TASK GOAL.
From the entries below, reproduce exactly the line containing "Indicate the dark green round", the line containing "Indicate the gourd with", and every line in between, with nothing added.

EXERCISE DATA.
□ □ □
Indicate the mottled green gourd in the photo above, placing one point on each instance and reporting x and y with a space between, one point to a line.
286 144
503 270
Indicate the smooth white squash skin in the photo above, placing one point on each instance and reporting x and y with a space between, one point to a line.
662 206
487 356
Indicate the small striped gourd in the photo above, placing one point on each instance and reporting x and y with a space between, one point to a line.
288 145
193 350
□ □ □
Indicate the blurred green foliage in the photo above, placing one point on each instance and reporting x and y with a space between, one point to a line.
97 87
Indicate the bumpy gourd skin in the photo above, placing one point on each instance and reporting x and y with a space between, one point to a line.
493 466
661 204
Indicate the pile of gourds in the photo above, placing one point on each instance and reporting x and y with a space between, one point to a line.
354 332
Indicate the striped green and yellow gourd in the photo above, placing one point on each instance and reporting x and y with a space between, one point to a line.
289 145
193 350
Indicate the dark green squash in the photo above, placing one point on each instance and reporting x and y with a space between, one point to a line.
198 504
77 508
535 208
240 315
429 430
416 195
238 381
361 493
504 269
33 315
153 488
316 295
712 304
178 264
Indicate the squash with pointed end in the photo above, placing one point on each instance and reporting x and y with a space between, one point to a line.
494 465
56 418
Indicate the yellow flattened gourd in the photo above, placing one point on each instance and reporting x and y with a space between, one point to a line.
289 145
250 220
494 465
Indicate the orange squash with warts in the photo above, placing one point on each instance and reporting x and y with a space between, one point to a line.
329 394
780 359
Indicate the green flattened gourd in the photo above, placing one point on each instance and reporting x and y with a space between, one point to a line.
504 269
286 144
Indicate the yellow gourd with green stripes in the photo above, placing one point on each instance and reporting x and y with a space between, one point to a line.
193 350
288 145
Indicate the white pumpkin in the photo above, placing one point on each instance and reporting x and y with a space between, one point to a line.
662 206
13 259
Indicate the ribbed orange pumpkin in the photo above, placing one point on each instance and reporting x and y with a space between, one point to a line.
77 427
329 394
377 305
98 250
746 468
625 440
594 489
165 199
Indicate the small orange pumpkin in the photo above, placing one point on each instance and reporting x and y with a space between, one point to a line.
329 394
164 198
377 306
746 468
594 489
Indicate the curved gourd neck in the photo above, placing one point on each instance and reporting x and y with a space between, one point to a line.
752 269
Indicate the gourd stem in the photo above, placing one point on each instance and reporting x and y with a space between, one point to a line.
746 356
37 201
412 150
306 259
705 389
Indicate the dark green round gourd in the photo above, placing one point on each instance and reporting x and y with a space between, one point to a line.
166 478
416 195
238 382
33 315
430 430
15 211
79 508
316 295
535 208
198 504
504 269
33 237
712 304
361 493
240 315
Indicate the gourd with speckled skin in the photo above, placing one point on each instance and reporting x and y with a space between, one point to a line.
□ □ □
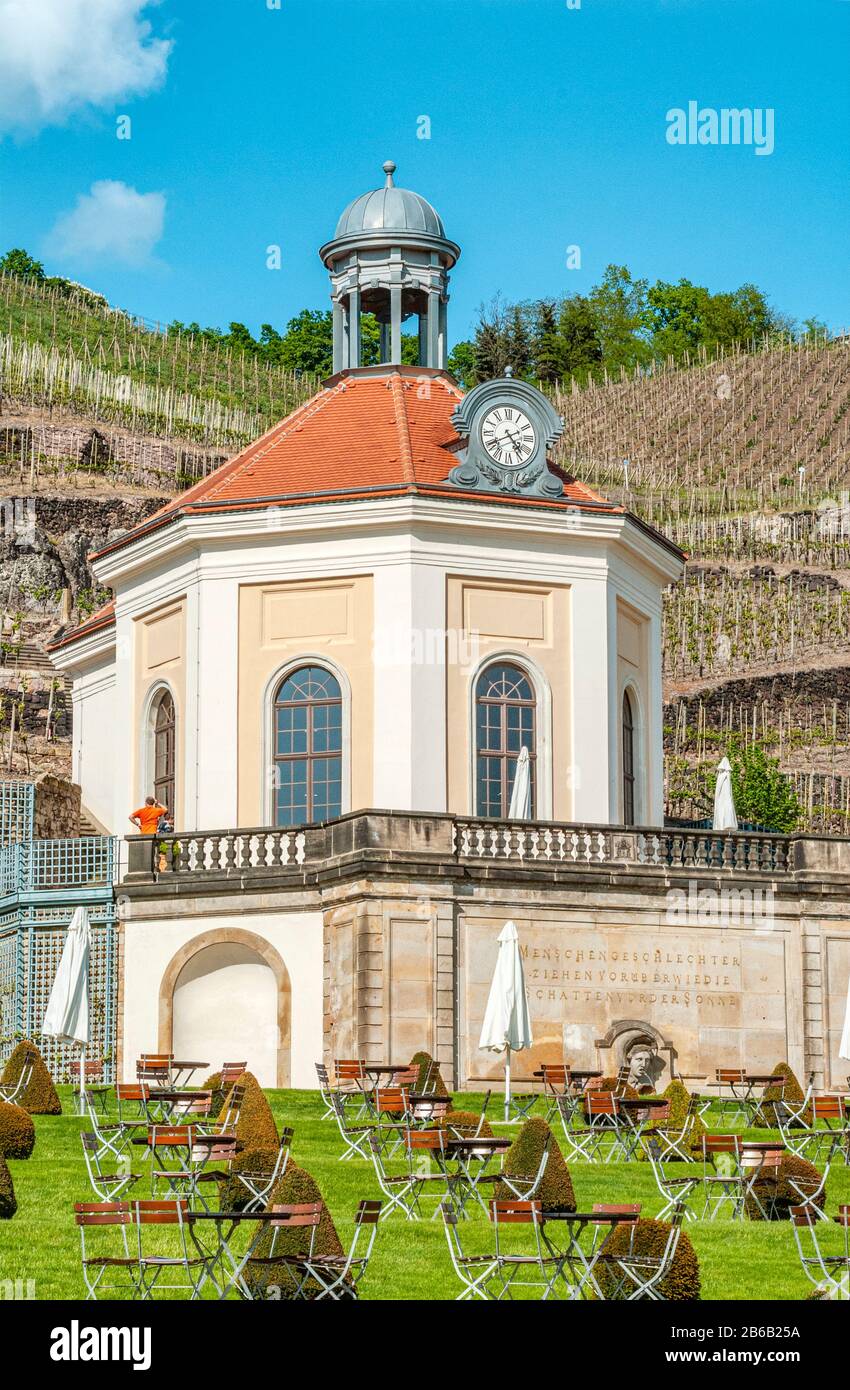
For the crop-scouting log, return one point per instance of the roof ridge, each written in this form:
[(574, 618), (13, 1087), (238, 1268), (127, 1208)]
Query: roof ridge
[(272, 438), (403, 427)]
□ □ □
COMPLETED EXERCISE.
Indicate the dark green round gourd in the photo above, placing one point on each instance and reporting x and y with a space between, one point to a line.
166 478
416 195
238 382
33 315
430 430
15 211
79 508
316 295
535 208
198 504
504 269
33 237
712 304
361 493
240 315
Indicate the gourd with speckled skin in the photo above, placing one point on each instance and reporting x and y with a space between, one point to a line.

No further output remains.